= DOCUMENT EXTRACT =
When aiming at discovering autonomously what outcomes can be produced by a physical robot, a naive exploration of the space of motor commands is bound to fail. Indeed, the space of motor commands is often continuous and high-dimensional. Secondly, this space is also highly redundant: many motor commands will produce the same effect. Lastly, in any real world setup, the number of samples that can be collected is limited. Thus, discovering diverse outcomes and learning policies to reproduce them requires more elaborate strategies.
One approach that was shown to be efficient in this context is known as Intrinsically Motivated Goal Exploration Processes (IMGEPs) (Baranes & Oudeyer, 2010; Forestier et al., 2017), an architecture closely related to Goal Babbling (Rolf et al., 2010). The general idea of IMGEPs is to equip the agent with a goal space. During exploration, the agent will sample goals in this goal space according to a certain strategy, before trying to reach them using an associated goal-parameterized reward function. For each sampled goal the agent will dedicate a budget of experiments to improve his performance regarding this particular goal. Crucially, the agent stores each outcome discovered during the exploration, which allows him to learn in hindsight how to achieve each outcome he discovers, should he later sample it as a goal. This makes the approach powerful since targeting a goal will often allow an agent to simultaneously learn about other goals. IMGEPs can be implemented with population-based policy learning approaches (Baranes & Oudeyer, 2010; Péré et al., 2018) or using goal parameterized deep reinforcement learning techniques (Colas et al., 2018a).

= STATED EXERCISE 1 =
Switch "motor commands" to "actions" and repeat everything from "When aiming at" down to "more elaborate strategies." in the passage on robot exploration.

(Dataset excerpt)
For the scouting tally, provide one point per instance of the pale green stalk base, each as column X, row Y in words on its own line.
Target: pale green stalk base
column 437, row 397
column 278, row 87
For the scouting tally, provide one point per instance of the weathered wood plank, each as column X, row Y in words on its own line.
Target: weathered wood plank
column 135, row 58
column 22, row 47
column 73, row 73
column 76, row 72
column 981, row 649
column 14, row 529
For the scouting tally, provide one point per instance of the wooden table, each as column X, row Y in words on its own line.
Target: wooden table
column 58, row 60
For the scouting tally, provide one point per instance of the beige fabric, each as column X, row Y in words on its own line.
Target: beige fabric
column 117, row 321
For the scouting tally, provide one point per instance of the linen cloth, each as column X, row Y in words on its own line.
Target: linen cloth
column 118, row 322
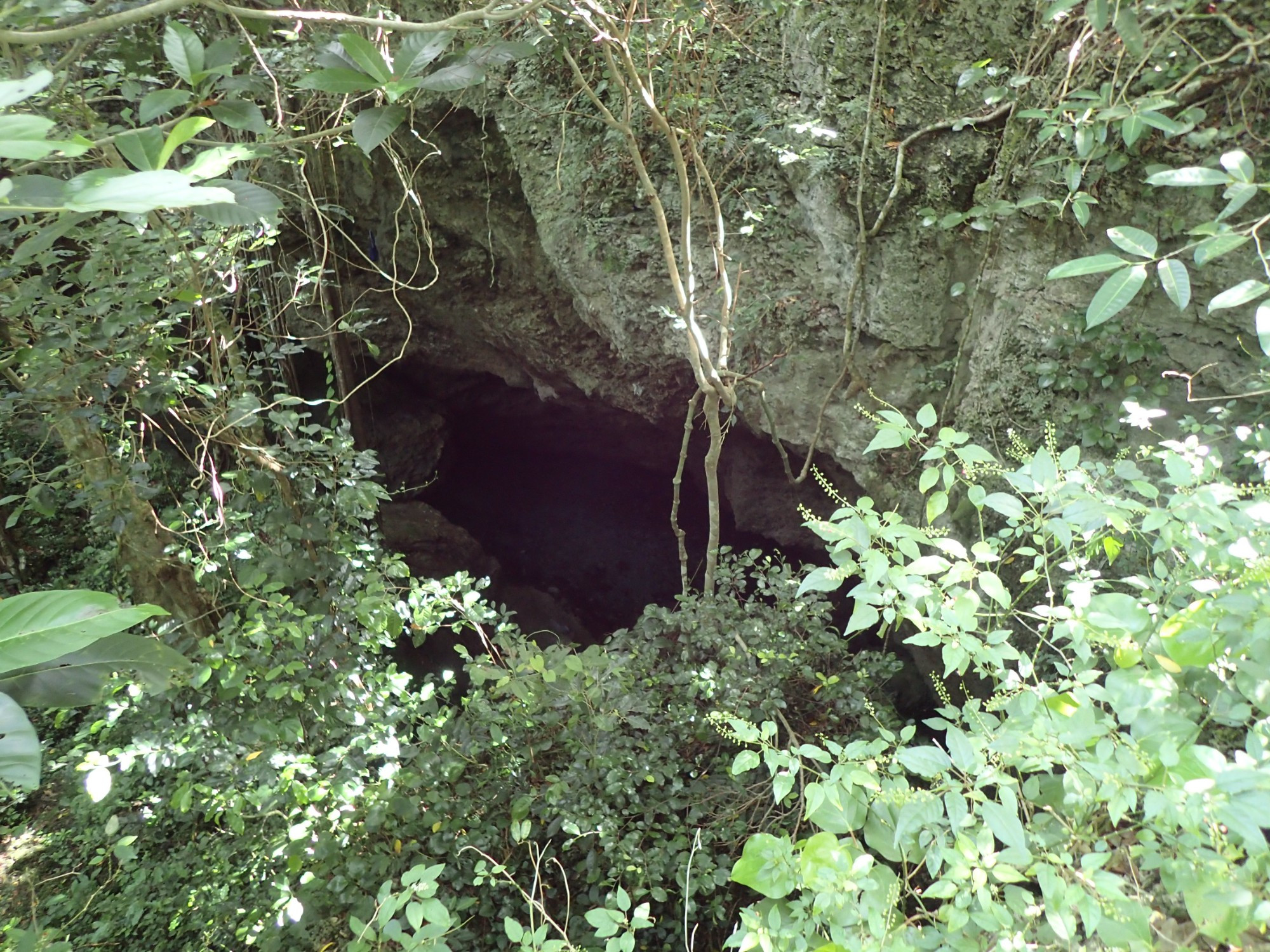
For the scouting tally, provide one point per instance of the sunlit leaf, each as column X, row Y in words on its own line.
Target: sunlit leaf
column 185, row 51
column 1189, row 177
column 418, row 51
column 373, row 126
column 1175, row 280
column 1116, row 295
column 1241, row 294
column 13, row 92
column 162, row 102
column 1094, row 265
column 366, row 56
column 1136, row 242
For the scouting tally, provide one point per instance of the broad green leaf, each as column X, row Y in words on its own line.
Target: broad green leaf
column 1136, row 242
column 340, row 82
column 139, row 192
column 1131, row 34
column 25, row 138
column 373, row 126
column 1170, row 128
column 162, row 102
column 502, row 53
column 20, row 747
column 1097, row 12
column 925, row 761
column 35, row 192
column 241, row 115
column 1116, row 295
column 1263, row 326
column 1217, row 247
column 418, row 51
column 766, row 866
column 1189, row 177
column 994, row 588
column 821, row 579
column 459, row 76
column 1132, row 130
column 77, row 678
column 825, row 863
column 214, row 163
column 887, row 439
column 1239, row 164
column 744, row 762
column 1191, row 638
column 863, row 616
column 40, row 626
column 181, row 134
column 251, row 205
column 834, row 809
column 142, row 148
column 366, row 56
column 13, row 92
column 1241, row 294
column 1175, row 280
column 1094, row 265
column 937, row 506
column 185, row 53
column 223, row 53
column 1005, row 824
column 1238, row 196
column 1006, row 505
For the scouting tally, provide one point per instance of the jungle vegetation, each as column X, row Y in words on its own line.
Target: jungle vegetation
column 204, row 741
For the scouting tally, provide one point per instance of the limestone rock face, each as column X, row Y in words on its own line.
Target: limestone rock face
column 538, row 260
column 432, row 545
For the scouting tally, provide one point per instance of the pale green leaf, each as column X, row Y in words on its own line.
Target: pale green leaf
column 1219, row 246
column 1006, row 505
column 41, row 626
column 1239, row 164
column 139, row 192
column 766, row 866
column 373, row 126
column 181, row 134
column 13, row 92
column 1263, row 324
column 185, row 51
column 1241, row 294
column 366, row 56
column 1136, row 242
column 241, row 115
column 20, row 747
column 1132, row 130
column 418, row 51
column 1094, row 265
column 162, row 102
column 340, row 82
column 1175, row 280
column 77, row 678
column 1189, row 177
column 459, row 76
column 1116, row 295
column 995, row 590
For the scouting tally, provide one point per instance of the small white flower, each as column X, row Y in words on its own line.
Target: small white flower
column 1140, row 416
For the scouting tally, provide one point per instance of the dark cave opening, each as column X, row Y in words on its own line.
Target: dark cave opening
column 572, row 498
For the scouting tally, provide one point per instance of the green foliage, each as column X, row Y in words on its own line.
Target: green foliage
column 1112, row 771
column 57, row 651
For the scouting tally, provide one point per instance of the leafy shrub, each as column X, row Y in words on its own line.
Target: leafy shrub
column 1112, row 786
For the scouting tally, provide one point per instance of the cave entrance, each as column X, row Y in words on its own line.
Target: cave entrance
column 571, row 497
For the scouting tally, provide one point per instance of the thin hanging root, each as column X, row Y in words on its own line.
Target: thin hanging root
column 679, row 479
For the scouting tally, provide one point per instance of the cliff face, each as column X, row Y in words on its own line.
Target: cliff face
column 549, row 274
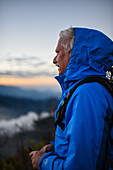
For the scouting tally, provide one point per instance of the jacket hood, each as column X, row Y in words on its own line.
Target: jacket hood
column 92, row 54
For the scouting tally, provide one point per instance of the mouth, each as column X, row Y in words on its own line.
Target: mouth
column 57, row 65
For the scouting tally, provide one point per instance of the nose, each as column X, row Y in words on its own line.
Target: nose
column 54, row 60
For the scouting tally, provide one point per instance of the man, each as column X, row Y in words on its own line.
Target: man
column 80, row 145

= STATED EXERCISE 2 =
Output everything in the entries from the line containing "the man, each" down to the last line of the entries, with both of those lines included.

= CORRECT RESULT 1 =
When aiming at discovering autonomously what outcomes can be produced by a physical robot, a naive exploration of the space of actions is bound to fail. Indeed, the space of actions is often continuous and high-dimensional. Secondly, this space is also highly redundant: many actions will produce the same effect. Lastly, in any real world setup, the number of samples that can be collected is limited. Thus, discovering diverse outcomes and learning policies to reproduce them requires more elaborate strategies.

= CORRECT RESULT 2 =
For the scouting tally, provide one point per instance of the man, each as column X, row Y in words on its own line.
Target: man
column 80, row 145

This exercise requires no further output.